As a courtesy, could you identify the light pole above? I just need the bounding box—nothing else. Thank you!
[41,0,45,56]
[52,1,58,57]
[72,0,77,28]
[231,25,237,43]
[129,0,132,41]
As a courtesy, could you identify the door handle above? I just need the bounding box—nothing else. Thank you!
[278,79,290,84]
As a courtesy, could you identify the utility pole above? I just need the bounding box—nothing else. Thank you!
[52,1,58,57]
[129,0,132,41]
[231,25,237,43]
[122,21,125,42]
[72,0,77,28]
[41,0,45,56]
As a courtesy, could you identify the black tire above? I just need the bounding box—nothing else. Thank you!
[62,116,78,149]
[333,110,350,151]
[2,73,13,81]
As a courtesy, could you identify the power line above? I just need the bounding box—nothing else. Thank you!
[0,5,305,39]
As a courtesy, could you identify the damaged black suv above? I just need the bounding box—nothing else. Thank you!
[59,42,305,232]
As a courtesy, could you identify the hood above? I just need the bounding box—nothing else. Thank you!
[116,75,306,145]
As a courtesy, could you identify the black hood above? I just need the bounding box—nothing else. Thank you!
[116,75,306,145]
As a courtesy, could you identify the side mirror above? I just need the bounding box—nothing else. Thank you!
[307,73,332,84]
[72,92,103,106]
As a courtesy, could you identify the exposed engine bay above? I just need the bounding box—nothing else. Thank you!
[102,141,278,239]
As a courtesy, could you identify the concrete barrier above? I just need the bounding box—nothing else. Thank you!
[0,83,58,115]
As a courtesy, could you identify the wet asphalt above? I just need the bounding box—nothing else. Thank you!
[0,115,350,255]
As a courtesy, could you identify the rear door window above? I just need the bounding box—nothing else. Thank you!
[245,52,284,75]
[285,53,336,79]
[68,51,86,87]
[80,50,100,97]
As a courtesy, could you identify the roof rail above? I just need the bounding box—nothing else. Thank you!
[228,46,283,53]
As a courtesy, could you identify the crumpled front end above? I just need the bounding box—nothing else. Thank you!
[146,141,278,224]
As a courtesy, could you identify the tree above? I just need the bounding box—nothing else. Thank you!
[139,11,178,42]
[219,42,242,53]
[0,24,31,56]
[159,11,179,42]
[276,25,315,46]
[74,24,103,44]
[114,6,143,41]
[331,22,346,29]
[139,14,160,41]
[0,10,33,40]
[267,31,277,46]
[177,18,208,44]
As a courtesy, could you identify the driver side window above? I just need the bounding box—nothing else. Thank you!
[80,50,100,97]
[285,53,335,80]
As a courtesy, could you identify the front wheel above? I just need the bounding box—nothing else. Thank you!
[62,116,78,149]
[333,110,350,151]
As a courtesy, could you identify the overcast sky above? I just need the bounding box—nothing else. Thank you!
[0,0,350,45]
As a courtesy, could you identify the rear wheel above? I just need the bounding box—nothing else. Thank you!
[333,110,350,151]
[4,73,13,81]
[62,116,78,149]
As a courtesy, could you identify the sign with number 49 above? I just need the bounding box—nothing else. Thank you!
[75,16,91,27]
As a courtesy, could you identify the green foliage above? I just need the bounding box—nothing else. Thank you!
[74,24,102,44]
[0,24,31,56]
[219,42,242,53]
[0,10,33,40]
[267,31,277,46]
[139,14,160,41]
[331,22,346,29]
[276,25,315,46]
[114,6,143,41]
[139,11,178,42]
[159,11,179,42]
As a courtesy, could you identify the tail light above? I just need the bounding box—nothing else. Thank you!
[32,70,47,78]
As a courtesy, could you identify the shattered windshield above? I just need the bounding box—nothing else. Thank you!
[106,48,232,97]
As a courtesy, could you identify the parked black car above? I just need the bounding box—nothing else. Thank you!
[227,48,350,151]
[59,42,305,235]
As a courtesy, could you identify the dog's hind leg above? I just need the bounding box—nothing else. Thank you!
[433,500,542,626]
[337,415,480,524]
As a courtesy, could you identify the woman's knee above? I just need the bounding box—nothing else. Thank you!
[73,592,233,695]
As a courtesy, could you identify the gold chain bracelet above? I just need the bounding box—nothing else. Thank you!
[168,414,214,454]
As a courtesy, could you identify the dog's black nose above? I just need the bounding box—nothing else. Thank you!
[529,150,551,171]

_ _ _

- _The request_:
Copy all of the material above word for word, from the first line to the last.

- _Output of the task_:
As a courtesy, could you identify the light pole above? I just need the bounding box—nothing else. Thank you!
[41,0,45,56]
[52,1,58,57]
[72,0,77,28]
[231,25,237,43]
[129,0,132,41]
As a courtesy, could you identify the door handle above? I just need the bounding box—nothing else. Thank you!
[278,79,290,84]
As a courtesy, could you identify the utility pole above? I just need the bounding box—nothing else. Thank you!
[52,1,58,57]
[129,0,132,41]
[231,25,237,43]
[122,21,125,42]
[72,0,77,28]
[41,0,45,56]
As a courtesy, could you identify the black tire above? I just need the bounding box—nothing else. Thank you!
[62,116,78,149]
[333,110,350,151]
[2,73,13,81]
As a courtesy, could you identify the power line above? I just need the bounding box—nothing else. Thank you!
[0,5,305,39]
As a courtesy, could you identify the damaged black suv above? I just need the bounding box—nothing else. Thank you!
[59,42,305,232]
As a courtesy, could you identify the hood above? I just need the bounding box—nothing else. Thank you!
[116,75,306,145]
As a courtesy, could you identify the black hood above? I just need the bounding box—nothing else. Thank you!
[116,75,306,145]
As a courtesy, could you identify the side mirror above? I just need the bounding box—nothing else. Thank you!
[307,73,332,84]
[72,92,103,106]
As a courtesy, could you identify the exposed engine bay above? I just need the bounding box—nothing else. Thank you!
[102,141,278,239]
As a courtesy, could you identify the concrete barrier above? I just need the bounding box—nothing else. Thank you!
[0,83,58,115]
As a courtesy, could you identify the wet asphalt above? I just need the bounding box—nothing else. Thank you!
[0,115,350,255]
As a courtesy, could you identify the rear door window above? I just need the bounding box—nothing else. Thank you!
[245,52,284,75]
[285,53,336,79]
[68,51,86,87]
[80,50,100,97]
As a courtesy, could you identify the roof rail above? I just need the bounding box—nothing else. Thank you!
[228,46,283,53]
As a courtesy, could you identify the crumpled front end above? I just need the bounding box—nothing else. Thank you!
[146,141,278,224]
As a courtesy, could you identify the tree above? I just need the bounding box—nothing else. Thank you!
[139,11,178,42]
[219,42,242,53]
[0,24,31,56]
[159,11,179,42]
[276,25,315,46]
[74,24,103,44]
[114,6,143,41]
[331,22,346,29]
[139,14,160,41]
[0,10,33,40]
[267,31,277,46]
[177,18,208,44]
As a courtesy, could you identify the driver side window above? I just need the bounding box—nothing else. Thank you!
[80,50,100,97]
[285,53,335,80]
As a courtesy, could you identify the front wheel above? I just need the bounding box—nothing else. Thank you!
[62,116,78,149]
[333,110,350,151]
As a courtesy, could you identify the overcast sky above? I just need the bounding box—nothing else. Thank you!
[0,0,350,45]
As a courtesy, could you identify the rear wheel above? I just need the bounding box—nothing else. Thank you!
[333,110,350,151]
[4,73,13,81]
[62,116,78,149]
As a courtesy, could you identify the sign with number 49 above? I just need the bounding box—nothing else. Thank you!
[75,16,91,27]
As a courtesy, could you identify the green foliage above? I just need the bounding box—nothing else. Thank you!
[74,24,102,44]
[0,24,31,56]
[219,42,242,53]
[0,10,33,40]
[267,31,277,46]
[139,14,160,41]
[331,22,346,29]
[276,25,315,46]
[114,6,143,41]
[139,11,178,42]
[159,11,179,42]
As a courtesy, could you identify the tail light above? I just need the bounding box—nothing else. Thank you!
[32,70,47,78]
As a courtesy, could you identify the shattered windshield above? I just need the bounding box—nothing else. Thank you!
[106,48,232,97]
As a courtesy, could you identify the parked black car above? I just need the bounding box—nothing else. Thank you!
[227,48,350,151]
[59,42,305,235]
As a courtesy, could you identify the dog's hind leg above? I just need the bounding box—nothing else. Thank you!
[433,500,542,626]
[337,415,480,524]
As a courtesy, could you identify the woman's knee above? I just need the bounding box—nothing else. Thank you!
[73,592,233,695]
As a courtesy, could you identify the gold chain bracelet above? I just need the bounding box—nothing else. Thank you!
[168,414,214,454]
As a courtesy, could you identify the dog's black nose above? I just need the bounding box—nothing else. Thank you!
[529,150,551,171]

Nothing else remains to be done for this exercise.